** start Provided data **
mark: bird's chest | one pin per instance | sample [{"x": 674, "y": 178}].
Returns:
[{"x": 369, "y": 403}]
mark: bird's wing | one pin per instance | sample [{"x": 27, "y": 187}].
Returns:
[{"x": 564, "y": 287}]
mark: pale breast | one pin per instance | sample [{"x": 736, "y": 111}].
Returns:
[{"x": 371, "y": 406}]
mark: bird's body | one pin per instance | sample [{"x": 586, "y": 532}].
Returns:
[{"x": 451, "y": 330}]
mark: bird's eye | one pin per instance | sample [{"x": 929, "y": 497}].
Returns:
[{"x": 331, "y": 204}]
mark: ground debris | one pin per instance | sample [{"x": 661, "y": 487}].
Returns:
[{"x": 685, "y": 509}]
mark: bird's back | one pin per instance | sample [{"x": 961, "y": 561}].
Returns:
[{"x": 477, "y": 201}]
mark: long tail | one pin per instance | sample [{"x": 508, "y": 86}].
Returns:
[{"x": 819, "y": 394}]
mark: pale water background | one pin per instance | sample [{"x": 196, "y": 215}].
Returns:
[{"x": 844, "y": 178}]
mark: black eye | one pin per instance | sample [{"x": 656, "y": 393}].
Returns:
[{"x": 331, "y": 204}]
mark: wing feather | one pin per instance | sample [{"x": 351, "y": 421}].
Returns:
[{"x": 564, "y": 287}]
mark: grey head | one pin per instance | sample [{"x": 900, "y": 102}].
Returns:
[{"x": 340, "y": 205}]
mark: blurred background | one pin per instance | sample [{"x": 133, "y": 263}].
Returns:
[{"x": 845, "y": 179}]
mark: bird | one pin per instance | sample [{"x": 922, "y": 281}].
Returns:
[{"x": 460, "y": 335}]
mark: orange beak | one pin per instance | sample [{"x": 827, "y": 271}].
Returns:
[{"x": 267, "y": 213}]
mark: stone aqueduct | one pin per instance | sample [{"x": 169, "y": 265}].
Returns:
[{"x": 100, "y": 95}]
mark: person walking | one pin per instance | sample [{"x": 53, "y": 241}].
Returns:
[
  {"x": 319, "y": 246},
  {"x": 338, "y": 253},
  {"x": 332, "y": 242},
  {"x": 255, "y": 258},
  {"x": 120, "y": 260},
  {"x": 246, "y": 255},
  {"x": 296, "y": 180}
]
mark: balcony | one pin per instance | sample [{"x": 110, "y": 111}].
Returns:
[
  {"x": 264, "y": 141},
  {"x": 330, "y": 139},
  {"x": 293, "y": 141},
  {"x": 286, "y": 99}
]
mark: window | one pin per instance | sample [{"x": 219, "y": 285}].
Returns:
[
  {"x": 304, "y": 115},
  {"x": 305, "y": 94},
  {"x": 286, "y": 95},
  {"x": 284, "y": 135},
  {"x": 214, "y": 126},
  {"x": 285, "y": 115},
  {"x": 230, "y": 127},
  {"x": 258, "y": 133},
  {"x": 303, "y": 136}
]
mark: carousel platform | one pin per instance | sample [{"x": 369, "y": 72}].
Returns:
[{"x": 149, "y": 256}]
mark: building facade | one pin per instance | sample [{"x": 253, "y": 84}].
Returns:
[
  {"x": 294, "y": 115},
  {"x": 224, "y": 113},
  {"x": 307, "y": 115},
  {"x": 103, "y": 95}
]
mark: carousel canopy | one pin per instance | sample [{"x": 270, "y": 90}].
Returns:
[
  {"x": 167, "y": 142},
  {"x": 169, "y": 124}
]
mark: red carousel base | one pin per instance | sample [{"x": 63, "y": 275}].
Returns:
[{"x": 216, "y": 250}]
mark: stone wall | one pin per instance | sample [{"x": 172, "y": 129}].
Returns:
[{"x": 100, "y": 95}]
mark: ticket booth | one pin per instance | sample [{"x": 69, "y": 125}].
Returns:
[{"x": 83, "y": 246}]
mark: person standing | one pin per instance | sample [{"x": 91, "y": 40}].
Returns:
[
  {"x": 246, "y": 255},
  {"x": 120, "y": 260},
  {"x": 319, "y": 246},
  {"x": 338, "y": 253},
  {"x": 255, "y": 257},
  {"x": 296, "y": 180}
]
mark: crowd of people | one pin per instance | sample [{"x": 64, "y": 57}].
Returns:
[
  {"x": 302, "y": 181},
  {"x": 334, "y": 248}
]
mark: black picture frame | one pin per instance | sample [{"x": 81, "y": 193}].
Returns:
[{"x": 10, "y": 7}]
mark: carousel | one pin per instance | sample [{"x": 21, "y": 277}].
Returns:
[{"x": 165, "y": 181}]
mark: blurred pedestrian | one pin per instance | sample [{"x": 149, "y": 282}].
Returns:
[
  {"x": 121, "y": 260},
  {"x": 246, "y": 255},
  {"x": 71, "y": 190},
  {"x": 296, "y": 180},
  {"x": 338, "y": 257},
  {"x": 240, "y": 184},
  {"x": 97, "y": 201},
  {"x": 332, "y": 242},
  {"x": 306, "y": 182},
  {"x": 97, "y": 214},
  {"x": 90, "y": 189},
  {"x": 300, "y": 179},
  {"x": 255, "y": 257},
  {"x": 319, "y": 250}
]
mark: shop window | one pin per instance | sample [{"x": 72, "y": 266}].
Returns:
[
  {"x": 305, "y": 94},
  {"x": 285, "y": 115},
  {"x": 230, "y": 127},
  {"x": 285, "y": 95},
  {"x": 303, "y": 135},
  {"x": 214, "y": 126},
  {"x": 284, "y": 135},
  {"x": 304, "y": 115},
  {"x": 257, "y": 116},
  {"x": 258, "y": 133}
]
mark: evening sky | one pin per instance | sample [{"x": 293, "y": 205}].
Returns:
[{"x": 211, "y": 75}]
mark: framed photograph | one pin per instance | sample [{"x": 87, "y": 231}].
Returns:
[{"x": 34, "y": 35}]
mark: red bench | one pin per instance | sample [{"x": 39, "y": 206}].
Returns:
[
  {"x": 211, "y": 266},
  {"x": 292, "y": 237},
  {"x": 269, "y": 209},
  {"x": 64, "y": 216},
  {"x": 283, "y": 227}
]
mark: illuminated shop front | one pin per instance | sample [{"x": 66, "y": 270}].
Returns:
** end Provided data **
** start Provided data **
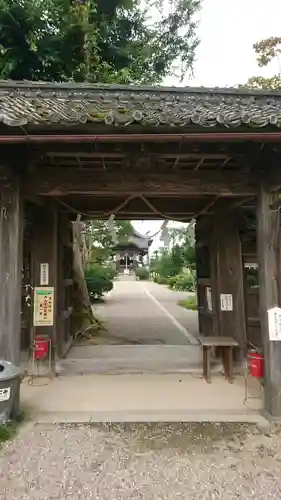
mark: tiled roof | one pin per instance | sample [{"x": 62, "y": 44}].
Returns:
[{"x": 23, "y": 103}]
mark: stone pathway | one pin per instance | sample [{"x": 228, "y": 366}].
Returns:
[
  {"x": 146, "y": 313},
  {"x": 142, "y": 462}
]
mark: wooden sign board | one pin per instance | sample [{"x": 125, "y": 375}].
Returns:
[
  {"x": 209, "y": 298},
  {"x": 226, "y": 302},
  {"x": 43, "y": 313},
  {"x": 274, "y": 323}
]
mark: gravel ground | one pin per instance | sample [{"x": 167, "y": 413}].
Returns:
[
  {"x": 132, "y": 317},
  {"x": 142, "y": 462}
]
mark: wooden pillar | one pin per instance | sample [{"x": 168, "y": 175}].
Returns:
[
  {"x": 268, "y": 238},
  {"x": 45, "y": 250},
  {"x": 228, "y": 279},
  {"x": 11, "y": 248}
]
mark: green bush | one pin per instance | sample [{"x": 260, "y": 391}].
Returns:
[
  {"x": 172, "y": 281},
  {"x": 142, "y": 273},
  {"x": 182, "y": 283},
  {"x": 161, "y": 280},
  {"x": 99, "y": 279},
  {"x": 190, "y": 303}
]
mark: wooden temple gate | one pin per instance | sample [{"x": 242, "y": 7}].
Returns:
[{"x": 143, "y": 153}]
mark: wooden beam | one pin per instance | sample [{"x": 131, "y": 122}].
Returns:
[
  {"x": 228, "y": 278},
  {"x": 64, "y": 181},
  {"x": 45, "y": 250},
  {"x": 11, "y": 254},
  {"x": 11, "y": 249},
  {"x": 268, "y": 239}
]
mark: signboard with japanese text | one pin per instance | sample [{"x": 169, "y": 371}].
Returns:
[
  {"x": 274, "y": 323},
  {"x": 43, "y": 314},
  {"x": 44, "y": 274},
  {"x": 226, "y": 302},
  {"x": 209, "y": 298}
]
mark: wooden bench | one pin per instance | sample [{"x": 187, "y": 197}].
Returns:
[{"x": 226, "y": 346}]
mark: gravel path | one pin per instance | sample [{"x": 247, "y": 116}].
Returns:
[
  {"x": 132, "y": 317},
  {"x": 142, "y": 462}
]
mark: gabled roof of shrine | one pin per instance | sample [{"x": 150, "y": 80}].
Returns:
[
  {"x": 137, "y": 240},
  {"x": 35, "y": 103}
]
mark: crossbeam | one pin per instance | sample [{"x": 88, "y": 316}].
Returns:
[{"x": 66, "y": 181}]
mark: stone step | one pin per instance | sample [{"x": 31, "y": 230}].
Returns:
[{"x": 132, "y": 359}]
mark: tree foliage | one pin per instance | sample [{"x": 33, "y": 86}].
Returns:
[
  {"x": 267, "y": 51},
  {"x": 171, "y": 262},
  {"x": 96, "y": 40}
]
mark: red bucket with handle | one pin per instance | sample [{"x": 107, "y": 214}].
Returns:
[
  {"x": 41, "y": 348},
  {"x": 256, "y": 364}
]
** end Provided data **
** start Provided data **
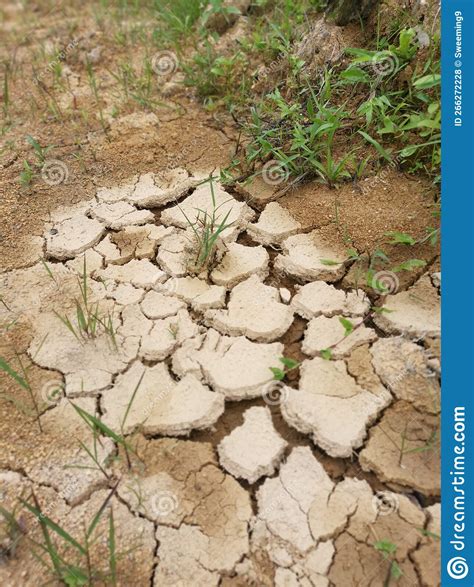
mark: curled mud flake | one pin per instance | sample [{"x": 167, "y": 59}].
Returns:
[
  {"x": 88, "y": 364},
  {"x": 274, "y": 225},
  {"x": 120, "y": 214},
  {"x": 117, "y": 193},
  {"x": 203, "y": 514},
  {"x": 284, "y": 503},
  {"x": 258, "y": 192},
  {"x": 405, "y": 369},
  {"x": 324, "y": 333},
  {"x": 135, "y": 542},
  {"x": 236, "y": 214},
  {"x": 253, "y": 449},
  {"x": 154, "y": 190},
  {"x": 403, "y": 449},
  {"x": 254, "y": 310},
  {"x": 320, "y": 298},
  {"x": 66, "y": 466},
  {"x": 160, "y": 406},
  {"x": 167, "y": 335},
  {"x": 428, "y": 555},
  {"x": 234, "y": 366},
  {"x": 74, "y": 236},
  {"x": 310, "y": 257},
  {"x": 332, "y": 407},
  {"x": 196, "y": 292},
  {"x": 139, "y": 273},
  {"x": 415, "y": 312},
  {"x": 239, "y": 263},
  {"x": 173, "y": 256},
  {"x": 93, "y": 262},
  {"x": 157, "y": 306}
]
** end Provided data **
Pull out every line of the rows above that contains the word "bird", and copy each one unchanged.

:: Task result ::
mark: bird's chest | one pin per instance | sample [{"x": 674, "y": 178}].
mark: bird's wing | one pin per instance | sample [{"x": 27, "y": 187}].
mark: bird's body | one pin per instance | sample [{"x": 586, "y": 532}].
mark: bird's eye | one pin per instance | sample [{"x": 929, "y": 497}].
mark: bird's back | one pin per instance | sample [{"x": 961, "y": 561}].
mark: bird | one pin per instance | sample [{"x": 922, "y": 281}].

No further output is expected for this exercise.